A Thai Airways Airbus carrying 302 people suffered a landing gear malfunction on Monday, rolling off a runway at Bangkok’s Suvarnabhumi Airport. All 288 passengers and 14 crew members survived, though 14 people were taken to the hospital with injuries.
Shortly after the accident, Thai Airways brass demonstrated that they had their priorities in order, sending a crew armed with black paint to hastily cover the airline’s logos on the tail and fuselage of the disabled plane (pictured) as it rested helplessly on the grass -- an apparent, desperate attempt protect the airline’s image.
Just over two weeks ago, another Thai Airways plane was rocked by severe turbulence as it moved in for landing in Hong Kong. In that incident, 20 passengers were hurt.

Available data:
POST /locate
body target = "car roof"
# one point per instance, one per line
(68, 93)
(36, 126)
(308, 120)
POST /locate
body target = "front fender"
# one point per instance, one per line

What to do: Reproduce word for word the complete article above on the Thai Airways landing gear malfunction at Suvarnabhumi Airport.

Result of this task:
A Thai Airways Airbus carrying 302 people suffered a landing gear malfunction on Monday, rolling off a runway at Bangkok’s Suvarnabhumi Airport. All 288 passengers and 14 crew members survived, though 14 people were taken to the hospital with injuries.
Shortly after the accident, Thai Airways brass demonstrated that they had their priorities in order, sending a crew armed with black paint to hastily cover the airline’s logos on the tail and fuselage of the disabled plane (pictured) as it rested helplessly on the grass -- an apparent, desperate attempt protect the airline’s image.
Just over two weeks ago, another Thai Airways plane was rocked by severe turbulence as it moved in for landing in Hong Kong. In that incident, 20 passengers were hurt.